OBJECTIVE | In everything from the line containing "[locate] the woman's" down to the end of the entries, change "forearm" to "wrist" and write those lines out again with nothing else altered.

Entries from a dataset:
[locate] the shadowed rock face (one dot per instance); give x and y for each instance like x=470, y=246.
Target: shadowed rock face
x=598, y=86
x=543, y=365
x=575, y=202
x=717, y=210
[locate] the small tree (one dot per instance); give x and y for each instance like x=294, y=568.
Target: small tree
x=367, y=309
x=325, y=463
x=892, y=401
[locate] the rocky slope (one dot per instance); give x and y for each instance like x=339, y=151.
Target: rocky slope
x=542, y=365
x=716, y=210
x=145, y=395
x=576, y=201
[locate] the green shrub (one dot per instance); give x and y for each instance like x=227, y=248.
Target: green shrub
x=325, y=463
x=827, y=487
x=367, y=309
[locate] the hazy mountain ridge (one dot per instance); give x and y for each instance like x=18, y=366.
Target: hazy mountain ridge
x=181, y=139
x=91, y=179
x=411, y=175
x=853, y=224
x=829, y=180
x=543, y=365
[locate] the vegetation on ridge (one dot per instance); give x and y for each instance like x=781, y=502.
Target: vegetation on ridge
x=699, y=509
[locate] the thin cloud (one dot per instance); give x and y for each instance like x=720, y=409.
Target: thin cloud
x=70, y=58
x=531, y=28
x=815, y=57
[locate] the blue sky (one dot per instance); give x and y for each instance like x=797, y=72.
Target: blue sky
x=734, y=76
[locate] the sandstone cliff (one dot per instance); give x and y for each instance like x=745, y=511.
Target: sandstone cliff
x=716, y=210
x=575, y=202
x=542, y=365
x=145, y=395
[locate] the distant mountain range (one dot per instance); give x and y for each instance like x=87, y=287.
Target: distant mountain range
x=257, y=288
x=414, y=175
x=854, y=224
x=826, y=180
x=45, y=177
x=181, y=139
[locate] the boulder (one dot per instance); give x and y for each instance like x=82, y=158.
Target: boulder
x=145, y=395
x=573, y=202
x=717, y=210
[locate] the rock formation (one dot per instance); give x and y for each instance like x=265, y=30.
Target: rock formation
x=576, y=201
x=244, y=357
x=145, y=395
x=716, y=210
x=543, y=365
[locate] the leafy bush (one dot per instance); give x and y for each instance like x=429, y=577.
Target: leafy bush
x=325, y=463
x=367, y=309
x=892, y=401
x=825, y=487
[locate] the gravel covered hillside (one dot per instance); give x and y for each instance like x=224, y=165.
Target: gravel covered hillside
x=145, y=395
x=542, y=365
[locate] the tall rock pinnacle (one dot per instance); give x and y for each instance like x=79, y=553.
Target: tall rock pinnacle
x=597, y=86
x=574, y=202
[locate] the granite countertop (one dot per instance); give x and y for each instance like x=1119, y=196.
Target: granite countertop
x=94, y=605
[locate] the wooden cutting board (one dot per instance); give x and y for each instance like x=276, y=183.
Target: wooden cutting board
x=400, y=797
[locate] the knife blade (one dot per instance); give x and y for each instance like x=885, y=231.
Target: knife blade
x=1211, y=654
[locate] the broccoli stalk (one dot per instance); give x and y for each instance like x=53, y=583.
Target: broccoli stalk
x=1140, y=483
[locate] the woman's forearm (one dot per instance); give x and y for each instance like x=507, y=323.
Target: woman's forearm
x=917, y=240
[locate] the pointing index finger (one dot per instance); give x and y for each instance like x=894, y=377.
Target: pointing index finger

ANSWER TO THIS EXERCISE |
[locate] the woman's wrist (one dot per instance); give x and y for each instance like x=507, y=323.
Target: woman's wrist
x=917, y=240
[locate] the pointing index finger (one dot per instance); give x and y for each instance like x=894, y=377.
Target: pointing index finger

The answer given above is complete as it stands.